» **The problem**:
Once the pictures are set aside, output all the records exactly.

━━━

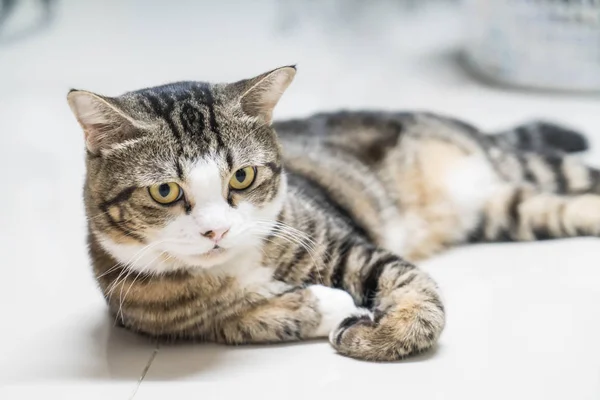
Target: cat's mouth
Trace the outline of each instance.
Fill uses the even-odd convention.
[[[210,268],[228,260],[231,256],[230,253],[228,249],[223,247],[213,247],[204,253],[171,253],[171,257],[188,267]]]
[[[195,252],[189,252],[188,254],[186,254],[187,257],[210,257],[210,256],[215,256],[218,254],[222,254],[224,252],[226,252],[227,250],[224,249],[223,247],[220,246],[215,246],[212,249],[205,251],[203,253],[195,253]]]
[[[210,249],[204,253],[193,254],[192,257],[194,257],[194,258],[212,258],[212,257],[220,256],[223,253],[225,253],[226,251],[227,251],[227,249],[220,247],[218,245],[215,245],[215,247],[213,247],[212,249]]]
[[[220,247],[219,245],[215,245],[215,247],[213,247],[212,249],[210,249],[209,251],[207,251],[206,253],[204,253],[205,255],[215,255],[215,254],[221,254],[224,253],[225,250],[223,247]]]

━━━

» **Task output**:
Target: cat's mouth
Trace the outline of each instance.
Fill uses the even-odd convention.
[[[210,268],[228,260],[231,256],[230,253],[228,249],[223,247],[213,247],[204,253],[171,253],[171,257],[188,267]]]
[[[195,252],[189,252],[188,254],[186,254],[187,257],[210,257],[210,256],[215,256],[218,254],[222,254],[224,252],[226,252],[227,250],[224,249],[223,247],[220,246],[215,246],[212,249],[205,251],[203,253],[195,253]]]
[[[210,249],[204,253],[193,254],[192,257],[194,257],[194,258],[212,258],[212,257],[220,256],[223,253],[225,253],[226,251],[227,251],[227,249],[220,247],[218,245],[215,245],[215,247],[213,247],[212,249]]]
[[[220,247],[219,245],[215,245],[215,247],[213,247],[212,249],[210,249],[209,251],[207,251],[206,253],[204,253],[205,255],[215,255],[215,254],[221,254],[224,253],[225,250],[223,247]]]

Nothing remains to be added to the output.